----- PROVIDED RECORDS

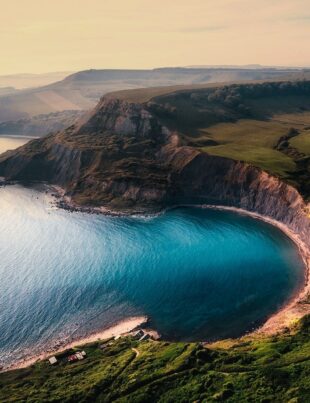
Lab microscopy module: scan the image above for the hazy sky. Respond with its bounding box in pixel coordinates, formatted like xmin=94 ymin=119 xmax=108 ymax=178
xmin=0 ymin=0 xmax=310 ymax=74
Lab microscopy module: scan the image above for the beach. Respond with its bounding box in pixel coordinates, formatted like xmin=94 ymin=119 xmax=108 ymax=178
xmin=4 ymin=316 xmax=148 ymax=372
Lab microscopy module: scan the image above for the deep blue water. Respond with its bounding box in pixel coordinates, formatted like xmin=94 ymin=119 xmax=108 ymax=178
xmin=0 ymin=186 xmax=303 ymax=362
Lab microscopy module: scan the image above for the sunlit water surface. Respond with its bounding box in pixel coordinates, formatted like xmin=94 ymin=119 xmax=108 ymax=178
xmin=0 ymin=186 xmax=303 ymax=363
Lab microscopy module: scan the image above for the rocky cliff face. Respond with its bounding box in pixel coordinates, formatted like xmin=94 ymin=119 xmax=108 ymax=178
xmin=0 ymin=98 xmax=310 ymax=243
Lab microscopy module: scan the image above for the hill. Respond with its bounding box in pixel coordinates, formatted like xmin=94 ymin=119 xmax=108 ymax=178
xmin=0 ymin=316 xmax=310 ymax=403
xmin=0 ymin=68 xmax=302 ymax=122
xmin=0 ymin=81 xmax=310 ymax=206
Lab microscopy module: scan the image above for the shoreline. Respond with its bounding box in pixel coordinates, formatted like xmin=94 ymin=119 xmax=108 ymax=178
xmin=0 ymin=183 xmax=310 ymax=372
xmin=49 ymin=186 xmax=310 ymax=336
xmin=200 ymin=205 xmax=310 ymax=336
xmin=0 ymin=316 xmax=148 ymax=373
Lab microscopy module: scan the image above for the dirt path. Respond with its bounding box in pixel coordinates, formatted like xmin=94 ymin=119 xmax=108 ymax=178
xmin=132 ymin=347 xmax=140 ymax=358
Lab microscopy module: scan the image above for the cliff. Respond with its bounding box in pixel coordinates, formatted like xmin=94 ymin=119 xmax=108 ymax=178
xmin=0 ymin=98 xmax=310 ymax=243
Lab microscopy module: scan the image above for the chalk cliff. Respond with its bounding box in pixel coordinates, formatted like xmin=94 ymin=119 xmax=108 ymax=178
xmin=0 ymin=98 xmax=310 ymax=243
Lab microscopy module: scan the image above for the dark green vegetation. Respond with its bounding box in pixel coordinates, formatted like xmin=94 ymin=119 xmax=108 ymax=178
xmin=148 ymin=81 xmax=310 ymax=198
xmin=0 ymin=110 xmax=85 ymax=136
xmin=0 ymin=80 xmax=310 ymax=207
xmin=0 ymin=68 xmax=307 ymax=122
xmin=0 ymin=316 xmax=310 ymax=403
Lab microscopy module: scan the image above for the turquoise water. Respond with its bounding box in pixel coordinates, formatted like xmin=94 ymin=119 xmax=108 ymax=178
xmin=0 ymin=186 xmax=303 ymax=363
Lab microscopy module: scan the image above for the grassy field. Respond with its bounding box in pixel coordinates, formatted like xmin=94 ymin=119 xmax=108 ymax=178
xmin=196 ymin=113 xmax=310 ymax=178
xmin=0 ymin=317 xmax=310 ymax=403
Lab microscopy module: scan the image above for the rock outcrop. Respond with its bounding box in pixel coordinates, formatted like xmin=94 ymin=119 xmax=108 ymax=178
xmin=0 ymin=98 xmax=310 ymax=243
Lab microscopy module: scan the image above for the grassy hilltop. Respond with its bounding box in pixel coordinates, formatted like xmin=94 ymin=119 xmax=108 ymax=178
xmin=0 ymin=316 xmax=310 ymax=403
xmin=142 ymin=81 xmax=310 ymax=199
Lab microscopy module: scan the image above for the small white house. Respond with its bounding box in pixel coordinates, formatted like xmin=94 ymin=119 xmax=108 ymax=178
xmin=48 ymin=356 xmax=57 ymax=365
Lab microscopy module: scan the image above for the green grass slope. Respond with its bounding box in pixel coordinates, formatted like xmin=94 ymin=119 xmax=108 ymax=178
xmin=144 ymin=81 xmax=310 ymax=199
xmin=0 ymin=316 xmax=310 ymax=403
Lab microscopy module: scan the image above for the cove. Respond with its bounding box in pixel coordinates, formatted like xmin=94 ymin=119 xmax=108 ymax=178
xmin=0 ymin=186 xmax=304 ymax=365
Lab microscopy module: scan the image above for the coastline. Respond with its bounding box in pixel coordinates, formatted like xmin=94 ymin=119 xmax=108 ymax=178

----------

= JOB =
Print the rows unchanged, from the line containing "Lab microscopy module: scan the image above for the small" through the last line of the rows, with both of those lines included.

= EXERCISE ANSWER =
Lab microscopy module: scan the image above for the small white house. Respond with its bounding box in pixel coordinates, formatted like xmin=94 ymin=119 xmax=108 ymax=178
xmin=48 ymin=356 xmax=57 ymax=365
Lab microscopy module: scan the image above for the green grass slope. Respond with its bounding box in pixel coordinates, formatted like xmin=94 ymin=119 xmax=108 ymax=178
xmin=144 ymin=81 xmax=310 ymax=199
xmin=0 ymin=316 xmax=310 ymax=403
Lab microscopy module: scan the image above for the cove. Respond with its bounding box in pixel coordinates, formatted like xmin=94 ymin=119 xmax=108 ymax=178
xmin=0 ymin=186 xmax=304 ymax=365
Lab microscopy module: scan the image above for the coastline. Respond with its bounding box in pixel coordinates, formatted like xmin=94 ymin=119 xmax=108 ymax=178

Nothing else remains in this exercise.